> [MATERIAL TO PROCESS]:
------------------------------------------------------------

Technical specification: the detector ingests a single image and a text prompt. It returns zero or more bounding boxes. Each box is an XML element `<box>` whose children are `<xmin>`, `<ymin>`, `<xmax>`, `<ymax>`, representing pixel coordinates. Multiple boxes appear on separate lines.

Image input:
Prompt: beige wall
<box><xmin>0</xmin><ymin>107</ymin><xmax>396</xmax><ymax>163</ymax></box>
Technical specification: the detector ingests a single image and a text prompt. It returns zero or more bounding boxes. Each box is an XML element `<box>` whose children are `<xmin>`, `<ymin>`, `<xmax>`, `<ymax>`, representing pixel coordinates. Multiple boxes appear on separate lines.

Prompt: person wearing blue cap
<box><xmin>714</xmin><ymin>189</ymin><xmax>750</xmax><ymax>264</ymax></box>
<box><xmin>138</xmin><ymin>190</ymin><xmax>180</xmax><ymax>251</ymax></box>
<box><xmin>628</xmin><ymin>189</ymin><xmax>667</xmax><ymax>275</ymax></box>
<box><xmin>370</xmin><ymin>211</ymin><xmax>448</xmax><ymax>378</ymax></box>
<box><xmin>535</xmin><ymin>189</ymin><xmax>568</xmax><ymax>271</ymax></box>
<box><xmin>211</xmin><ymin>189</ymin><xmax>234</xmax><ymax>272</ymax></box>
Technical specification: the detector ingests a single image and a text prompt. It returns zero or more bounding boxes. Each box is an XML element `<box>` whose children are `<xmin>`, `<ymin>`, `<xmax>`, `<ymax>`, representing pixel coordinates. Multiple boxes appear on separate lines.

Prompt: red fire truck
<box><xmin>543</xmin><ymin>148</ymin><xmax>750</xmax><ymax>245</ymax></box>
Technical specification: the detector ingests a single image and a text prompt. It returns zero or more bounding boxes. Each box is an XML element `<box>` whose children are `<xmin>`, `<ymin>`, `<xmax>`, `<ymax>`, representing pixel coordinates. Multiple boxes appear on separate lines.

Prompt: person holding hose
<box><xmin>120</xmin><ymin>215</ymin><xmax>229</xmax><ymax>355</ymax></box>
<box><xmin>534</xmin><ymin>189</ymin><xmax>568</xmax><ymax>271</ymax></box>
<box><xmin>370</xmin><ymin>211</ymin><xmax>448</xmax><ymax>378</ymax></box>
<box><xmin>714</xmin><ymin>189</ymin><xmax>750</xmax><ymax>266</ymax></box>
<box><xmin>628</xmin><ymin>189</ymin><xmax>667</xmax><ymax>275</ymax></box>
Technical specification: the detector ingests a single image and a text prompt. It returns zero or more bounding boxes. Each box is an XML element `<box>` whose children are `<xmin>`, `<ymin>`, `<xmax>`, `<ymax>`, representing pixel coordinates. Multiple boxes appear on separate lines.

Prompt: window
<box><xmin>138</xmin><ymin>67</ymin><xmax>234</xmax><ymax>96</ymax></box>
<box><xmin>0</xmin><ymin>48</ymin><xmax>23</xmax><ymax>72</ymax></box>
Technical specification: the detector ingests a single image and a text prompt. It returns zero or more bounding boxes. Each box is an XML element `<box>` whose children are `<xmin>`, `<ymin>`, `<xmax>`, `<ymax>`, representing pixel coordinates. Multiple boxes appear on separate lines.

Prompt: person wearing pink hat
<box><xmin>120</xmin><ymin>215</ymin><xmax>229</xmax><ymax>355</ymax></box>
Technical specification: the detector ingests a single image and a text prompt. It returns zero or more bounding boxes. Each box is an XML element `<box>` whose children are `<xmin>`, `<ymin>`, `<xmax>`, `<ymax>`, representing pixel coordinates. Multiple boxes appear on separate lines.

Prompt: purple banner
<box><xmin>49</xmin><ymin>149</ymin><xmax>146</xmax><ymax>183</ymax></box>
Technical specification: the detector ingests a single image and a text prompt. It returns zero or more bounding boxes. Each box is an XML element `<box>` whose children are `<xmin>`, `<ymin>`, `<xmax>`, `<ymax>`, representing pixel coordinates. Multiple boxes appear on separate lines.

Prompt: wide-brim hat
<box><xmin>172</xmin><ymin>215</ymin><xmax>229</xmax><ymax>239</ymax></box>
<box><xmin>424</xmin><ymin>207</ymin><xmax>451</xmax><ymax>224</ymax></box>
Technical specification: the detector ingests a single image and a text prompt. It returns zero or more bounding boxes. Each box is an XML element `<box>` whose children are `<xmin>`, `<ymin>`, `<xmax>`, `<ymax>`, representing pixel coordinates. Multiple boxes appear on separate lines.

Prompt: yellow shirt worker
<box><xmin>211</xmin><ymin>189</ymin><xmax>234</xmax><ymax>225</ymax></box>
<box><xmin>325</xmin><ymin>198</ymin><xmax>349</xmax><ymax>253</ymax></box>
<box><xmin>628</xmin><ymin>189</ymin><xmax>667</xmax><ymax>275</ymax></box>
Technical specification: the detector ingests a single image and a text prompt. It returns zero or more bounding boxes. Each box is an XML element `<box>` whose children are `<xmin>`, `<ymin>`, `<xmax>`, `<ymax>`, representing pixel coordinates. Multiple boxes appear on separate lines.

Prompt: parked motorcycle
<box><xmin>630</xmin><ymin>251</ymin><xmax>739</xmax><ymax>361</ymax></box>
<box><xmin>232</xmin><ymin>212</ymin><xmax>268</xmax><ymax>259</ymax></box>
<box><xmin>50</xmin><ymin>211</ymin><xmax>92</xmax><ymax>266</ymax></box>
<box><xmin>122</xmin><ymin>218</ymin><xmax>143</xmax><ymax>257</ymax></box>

------------------------------------------------------------

> [WRITTEN EXERCISE]:
List each line of the listing above that contains the word "wearing". Treat uppercase and lowercase as different.

> [REPLY]:
Prompt: person wearing blue cap
Prompt: person wearing pink hat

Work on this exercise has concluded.